Southeast storms: Trees, power lines down in Florida

Florida is bracing for weather as a huge storm system battered the South over the weekend, killing 19 people and destroying trailer homes and downed trees from Mississippi to Georgia.

|
Susan Broadbridge/Hattiesburg American/AP
The Hattiesburg Fire Station places the US flag half-staff after Saturday's tornado in Hattiesburg, Miss., Sunday.

Florida is one of several Southern states reeling from a storm system that brought heavy rains, high winds, and tornadoes to the Deep South over the weekend.

Thunderstorms, strong winds, and high surf remain in the forecast through Wednesday for Florida and Georgia, according to the National Weather Service’s Severe Weather Prediction Center. But electricity has been restored to more than 23,000 customers around Tallahassee, with no reports of tornadoes touching down in the Florida county.

This weekend was already devastating for Southern states, with at least 19 dead after several thunderstorms and tornadoes striking the region, according to CNN.

“There’s a lot of hurting people right now,” Pastor Bill Marlette of the First Baptist Church Adel in Cook County near the Florida-Georgia state line told the Associated Press in a phone interview. “There’s just a sense of shock.”

The church was sheltering more than 50 people, he said.

Georgia's rural Cook County was the site of a deadly tornado that tore through mobile home park on Sunday, killing seven people. The park had about 40 mobile homes, and roughly half were destroyed, as the tornado sheered the siding and upended homes, according to Coroner Tim Purvis.

Georgia Gov. Nathan Deal declared a state of emergency for seven counties in the south-central part of the state, warning that dangerous conditions persisted.

"I urge all Georgians to exercise caution and vigilance in order to remain safe and prevent further loss of life or injuries," Governor Deal said in a news release.

Southern Georgia, north and central Florida, and Alabama were placed under a “high risk” warning for the first time since 2014. Forecasters issue the weather outlook when they are very confident of a tornado outbreak. Sunday also marked just the third time since 2000 any part of Florida had been at a high-risk for severe weather, according to Patrick Marsh, the warning coordination meteorologist at the National Weather Service’s Storm Prediction Center in Norman, Okla.

◆ Recorded information ◆

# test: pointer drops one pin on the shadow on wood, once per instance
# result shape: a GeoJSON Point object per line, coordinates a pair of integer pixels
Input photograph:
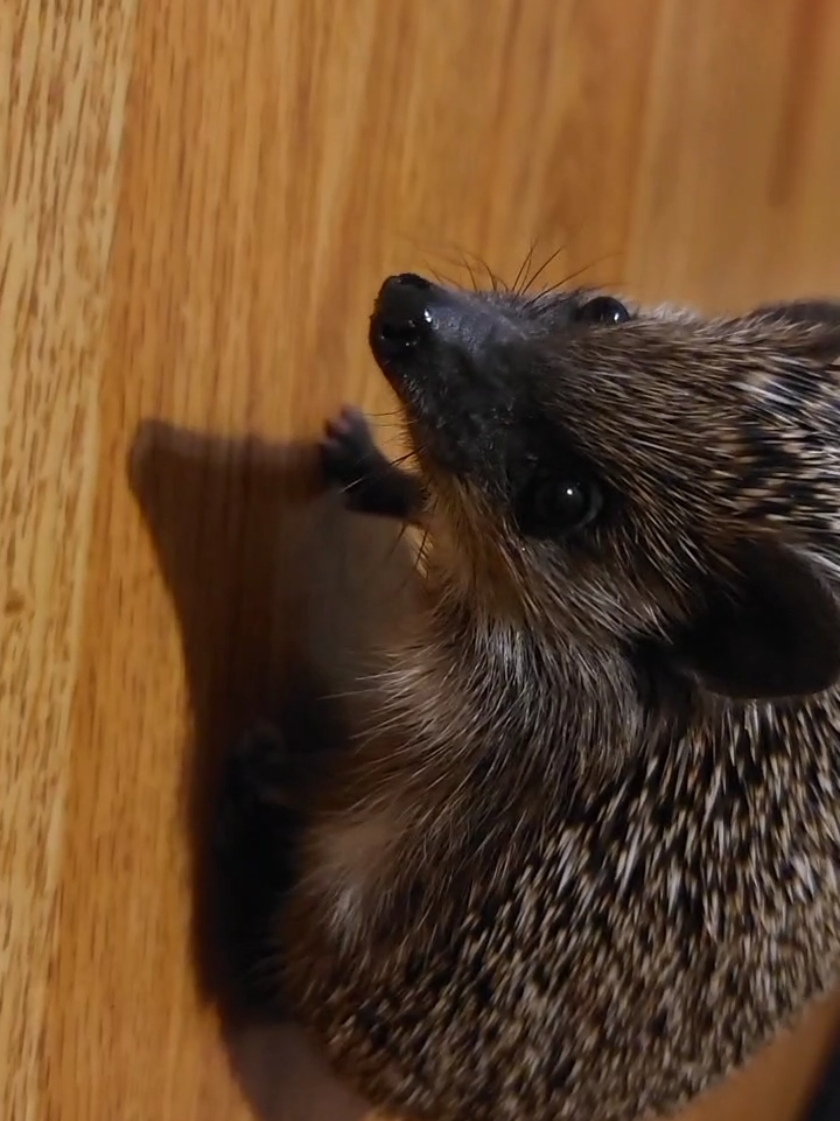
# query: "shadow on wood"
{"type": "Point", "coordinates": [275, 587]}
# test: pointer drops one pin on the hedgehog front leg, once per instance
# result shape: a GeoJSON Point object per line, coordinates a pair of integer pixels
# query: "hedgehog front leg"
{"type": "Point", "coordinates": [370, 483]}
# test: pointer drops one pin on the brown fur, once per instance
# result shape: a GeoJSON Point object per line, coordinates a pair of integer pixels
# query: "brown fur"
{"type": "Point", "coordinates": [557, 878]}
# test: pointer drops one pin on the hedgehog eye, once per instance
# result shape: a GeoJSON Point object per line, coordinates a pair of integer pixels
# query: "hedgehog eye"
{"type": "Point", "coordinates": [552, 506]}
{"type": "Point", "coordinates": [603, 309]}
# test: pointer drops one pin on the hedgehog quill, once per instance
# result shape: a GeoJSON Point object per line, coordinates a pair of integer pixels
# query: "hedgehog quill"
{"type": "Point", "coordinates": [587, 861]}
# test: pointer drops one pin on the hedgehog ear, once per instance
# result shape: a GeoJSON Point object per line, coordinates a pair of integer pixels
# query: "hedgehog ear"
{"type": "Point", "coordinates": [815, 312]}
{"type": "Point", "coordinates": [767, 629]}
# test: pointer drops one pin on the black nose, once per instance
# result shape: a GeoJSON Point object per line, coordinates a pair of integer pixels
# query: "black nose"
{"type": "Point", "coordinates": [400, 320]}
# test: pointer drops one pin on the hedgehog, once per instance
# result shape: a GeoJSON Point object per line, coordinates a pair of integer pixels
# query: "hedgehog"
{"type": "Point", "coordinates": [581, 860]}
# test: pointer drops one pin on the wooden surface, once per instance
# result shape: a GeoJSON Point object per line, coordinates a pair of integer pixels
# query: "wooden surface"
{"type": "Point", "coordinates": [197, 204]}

◆ Task list ◆
1. List every person the storm report names.
2. According to the storm report, how many people died when the tornado struck the mobile home park in Cook County?
3. Reproduce everything in the storm report from "Georgia Gov. Nathan" down to "dangerous conditions persisted.".
The records have no connection to the storm report.

◆ Solutions per task ◆
1. Susan Broadbridge, Bill Marlette, Tim Purvis, Nathan Deal, Patrick Marsh

2. Seven people.

3.
Georgia Gov. Nathan Deal declared a state of emergency for seven counties in the south-central part of the state, warning that dangerous conditions persisted.